YOUR INSTRUCTIONS
Rewrite the records starting at the line containing "Task: point out the rocky" and ending at the line containing "[[254, 287]]", requests included, scaling each point coordinate in the answers by 2.3 and rounding to whole numbers with halves going up. Leave every number in the requests and their format samples as it is.

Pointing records

*-*-*

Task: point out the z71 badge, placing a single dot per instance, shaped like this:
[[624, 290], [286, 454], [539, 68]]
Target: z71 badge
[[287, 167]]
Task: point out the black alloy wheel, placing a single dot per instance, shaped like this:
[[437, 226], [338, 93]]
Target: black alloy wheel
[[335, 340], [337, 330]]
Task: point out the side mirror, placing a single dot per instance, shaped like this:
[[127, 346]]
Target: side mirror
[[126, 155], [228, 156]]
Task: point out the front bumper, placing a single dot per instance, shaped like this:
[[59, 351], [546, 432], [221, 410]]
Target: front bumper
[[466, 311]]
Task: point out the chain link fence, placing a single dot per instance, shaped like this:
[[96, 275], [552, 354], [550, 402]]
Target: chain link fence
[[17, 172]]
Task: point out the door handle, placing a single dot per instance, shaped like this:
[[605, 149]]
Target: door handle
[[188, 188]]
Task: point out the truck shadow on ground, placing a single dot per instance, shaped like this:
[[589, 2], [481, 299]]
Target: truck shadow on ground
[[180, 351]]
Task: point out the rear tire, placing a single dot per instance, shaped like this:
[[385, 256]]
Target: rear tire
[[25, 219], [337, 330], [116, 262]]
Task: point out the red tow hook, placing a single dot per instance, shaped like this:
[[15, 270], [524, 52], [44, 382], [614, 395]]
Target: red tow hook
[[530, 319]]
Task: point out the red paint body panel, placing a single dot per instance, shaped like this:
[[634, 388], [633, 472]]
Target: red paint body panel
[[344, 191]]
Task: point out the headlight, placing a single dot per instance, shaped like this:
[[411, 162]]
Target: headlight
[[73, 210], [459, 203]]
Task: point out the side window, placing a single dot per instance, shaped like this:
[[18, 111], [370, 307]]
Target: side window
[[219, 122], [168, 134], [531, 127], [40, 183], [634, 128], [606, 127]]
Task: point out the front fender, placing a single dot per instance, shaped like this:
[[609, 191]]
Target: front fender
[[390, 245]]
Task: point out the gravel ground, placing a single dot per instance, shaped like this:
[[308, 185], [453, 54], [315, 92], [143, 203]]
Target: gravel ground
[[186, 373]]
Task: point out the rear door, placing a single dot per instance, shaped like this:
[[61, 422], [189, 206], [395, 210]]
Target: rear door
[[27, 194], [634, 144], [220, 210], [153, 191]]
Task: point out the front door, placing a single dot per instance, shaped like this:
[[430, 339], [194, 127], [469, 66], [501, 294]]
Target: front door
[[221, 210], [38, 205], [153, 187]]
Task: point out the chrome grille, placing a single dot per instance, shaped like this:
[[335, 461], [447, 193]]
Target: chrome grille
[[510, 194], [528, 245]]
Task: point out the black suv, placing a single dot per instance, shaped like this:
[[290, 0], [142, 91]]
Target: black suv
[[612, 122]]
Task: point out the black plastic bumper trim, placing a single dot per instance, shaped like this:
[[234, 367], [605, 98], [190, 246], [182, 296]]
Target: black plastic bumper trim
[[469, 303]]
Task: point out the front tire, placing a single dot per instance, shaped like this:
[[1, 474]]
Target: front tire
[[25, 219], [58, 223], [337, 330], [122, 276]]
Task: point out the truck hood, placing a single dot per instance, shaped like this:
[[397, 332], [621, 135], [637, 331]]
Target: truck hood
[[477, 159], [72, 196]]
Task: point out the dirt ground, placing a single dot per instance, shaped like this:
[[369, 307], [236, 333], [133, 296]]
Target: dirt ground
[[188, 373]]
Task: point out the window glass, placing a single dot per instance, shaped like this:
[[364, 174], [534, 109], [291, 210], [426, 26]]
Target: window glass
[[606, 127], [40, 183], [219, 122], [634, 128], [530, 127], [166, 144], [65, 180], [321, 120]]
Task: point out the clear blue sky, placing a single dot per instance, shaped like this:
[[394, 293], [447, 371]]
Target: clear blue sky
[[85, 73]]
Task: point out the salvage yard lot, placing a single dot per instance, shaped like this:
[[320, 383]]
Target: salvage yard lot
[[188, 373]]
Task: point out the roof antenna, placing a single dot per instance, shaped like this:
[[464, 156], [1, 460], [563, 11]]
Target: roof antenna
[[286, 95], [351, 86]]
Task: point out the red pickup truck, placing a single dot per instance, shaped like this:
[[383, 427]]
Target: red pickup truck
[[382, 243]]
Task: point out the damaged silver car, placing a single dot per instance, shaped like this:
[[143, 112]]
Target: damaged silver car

*-*-*

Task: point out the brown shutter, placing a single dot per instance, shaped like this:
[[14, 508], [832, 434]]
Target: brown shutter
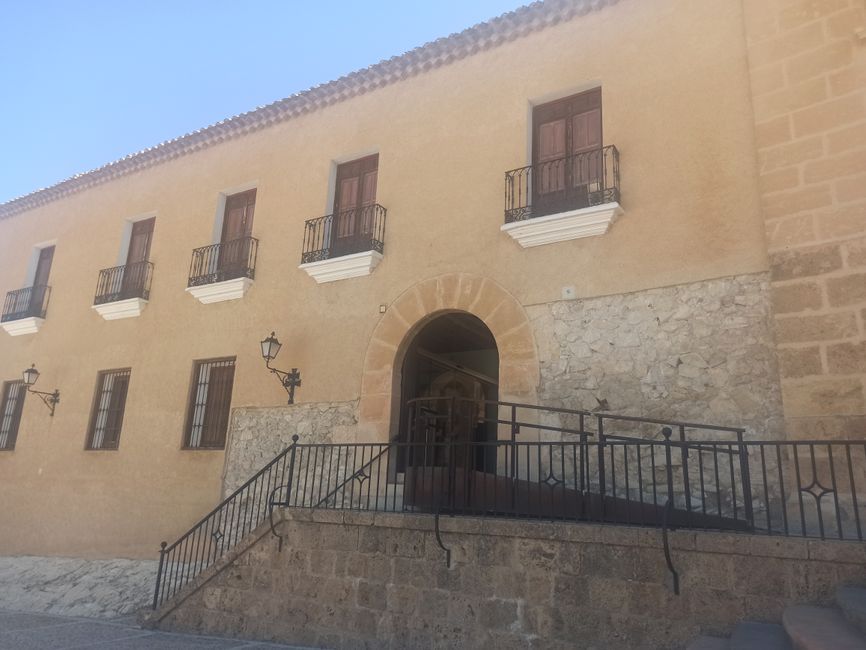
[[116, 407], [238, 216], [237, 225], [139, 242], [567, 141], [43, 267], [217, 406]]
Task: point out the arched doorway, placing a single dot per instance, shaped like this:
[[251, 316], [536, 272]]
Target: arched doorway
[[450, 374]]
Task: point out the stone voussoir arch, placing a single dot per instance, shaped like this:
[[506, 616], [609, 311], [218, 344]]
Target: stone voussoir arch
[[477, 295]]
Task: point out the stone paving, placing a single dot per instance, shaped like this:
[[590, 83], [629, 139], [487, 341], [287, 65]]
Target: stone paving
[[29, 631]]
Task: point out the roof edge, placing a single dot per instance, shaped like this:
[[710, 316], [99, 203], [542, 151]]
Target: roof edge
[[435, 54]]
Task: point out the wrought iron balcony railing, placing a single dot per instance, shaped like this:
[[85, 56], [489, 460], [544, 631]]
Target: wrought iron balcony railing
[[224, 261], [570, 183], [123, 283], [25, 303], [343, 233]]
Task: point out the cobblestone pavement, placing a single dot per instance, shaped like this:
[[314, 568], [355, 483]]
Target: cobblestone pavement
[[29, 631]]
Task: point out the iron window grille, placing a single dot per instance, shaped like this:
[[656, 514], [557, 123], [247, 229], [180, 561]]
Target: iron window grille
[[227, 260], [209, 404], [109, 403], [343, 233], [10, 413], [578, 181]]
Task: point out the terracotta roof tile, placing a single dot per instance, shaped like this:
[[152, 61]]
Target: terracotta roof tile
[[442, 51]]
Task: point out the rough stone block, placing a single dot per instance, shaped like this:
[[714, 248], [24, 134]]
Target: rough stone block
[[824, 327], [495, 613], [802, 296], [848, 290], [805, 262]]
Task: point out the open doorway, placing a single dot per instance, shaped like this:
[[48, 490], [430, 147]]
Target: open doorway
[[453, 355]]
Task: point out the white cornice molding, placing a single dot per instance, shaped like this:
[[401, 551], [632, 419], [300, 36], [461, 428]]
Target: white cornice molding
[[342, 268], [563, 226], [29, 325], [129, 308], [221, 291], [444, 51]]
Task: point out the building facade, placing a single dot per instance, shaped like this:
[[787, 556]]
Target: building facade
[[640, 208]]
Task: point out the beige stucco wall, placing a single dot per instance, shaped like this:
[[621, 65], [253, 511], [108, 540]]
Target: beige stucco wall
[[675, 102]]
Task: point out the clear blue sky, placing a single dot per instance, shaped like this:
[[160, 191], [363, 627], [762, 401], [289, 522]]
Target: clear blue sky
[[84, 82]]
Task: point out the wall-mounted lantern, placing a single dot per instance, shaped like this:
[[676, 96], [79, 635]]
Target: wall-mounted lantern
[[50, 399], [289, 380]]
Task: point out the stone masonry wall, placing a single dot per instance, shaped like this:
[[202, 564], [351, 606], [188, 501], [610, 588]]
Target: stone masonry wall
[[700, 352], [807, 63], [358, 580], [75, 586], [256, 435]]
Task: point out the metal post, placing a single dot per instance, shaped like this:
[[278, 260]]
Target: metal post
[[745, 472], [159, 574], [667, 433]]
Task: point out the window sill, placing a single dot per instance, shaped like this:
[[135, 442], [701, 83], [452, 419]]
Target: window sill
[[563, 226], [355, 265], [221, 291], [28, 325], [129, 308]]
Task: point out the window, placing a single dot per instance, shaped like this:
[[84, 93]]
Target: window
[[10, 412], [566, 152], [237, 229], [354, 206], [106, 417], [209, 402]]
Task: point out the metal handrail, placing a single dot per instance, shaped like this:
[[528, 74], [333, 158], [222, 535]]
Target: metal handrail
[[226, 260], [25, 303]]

*-*-*

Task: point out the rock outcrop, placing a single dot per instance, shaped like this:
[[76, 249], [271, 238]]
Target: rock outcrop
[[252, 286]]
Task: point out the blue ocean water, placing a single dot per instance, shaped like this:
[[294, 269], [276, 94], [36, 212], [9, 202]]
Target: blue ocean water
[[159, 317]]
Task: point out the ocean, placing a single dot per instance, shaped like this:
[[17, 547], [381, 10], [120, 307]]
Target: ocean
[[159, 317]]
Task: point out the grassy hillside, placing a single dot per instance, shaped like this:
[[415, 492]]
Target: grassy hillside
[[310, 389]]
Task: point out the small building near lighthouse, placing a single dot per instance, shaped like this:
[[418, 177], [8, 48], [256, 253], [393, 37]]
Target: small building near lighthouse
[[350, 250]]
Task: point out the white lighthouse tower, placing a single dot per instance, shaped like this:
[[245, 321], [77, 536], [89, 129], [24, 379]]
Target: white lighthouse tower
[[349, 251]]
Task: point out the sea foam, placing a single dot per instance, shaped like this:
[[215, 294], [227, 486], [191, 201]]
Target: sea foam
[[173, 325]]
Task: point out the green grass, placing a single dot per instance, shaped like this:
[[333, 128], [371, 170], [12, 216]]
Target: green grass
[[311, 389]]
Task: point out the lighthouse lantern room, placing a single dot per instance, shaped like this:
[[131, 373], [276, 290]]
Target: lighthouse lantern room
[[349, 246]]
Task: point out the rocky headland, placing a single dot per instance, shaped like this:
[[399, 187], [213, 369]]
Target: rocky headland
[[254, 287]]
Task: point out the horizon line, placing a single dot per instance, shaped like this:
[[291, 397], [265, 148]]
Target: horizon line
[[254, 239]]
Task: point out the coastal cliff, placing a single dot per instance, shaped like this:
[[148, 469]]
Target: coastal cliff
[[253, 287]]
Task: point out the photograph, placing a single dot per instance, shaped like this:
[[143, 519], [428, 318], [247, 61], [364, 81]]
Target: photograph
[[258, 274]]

*-*-*

SOLVED PROBLEM
Task: point out the rocky headland, placing a single dot per instance, shaped like this:
[[399, 187], [213, 369]]
Target: rocky headland
[[584, 660]]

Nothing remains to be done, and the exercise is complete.